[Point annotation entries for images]
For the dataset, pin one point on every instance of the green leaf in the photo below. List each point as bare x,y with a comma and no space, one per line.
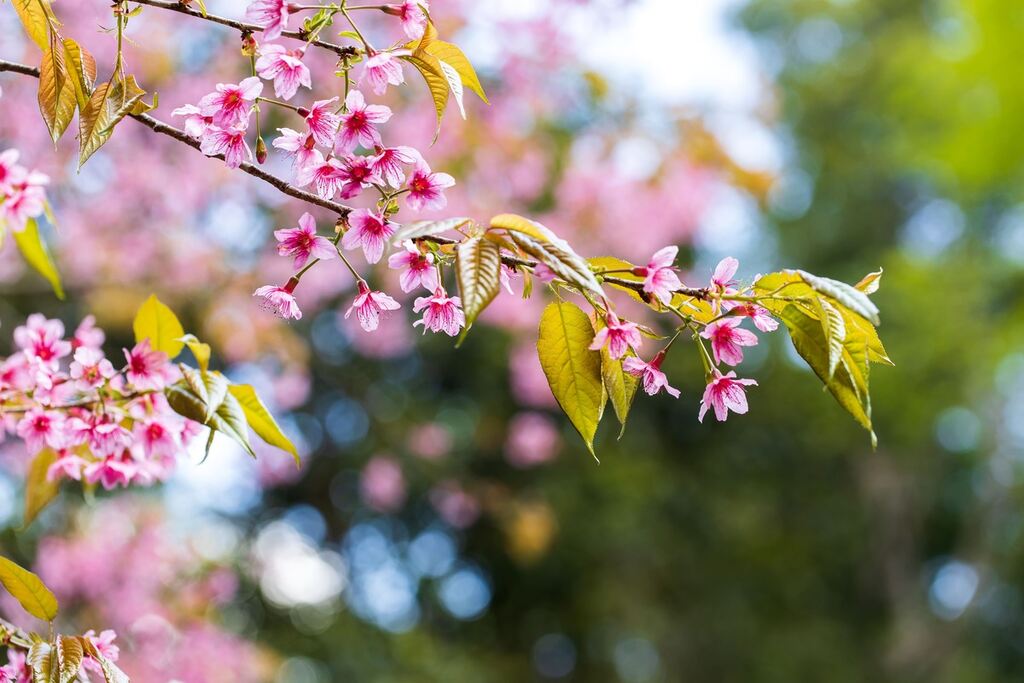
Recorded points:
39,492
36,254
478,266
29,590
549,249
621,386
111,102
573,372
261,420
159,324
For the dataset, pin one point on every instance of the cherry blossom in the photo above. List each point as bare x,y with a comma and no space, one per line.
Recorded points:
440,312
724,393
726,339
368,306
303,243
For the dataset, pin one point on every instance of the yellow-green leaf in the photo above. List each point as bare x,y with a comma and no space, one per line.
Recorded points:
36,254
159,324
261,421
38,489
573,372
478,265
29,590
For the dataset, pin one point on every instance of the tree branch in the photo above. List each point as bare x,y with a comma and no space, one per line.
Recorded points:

[Exercise] Reproduce every line of the material above word for word, but leave out the pictures.

[Finished task]
For the dataset, pin one point on every instance of the green leaf in the photo below. List each point as bare x,y with a comma and no space, one per line.
Recorded points:
39,492
36,254
478,266
29,590
549,249
621,386
111,102
573,372
261,420
159,324
For the dataset, pin one point on every instance of the cherry blossom in the photo above. List each point as bare x,y with a comma and no space, one per line.
Recorded points:
440,312
724,393
726,339
368,306
303,243
For the dataset, pin one point on every instance of the yellow-green leaf in the photo above. List each point as bare x,y with a comma and no space, one per line.
Recorded points:
36,254
159,324
261,421
38,489
573,372
478,265
29,590
For the dataset, pin one point on every instance of the tree branch in the photo above. List each point as bare x,y with a comma and no space, one per line.
Recorded points:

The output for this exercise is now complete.